## Task goal
An exact copy of every entry below is needed.

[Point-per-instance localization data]
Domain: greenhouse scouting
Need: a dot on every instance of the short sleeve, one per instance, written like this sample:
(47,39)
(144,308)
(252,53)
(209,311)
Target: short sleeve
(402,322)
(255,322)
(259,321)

## Output below
Domain: greenhouse scouting
Need: a dot on every instance of the short sleeve, one per instance, written like this sample:
(47,39)
(144,308)
(252,53)
(209,311)
Target: short sleeve
(402,322)
(255,322)
(259,321)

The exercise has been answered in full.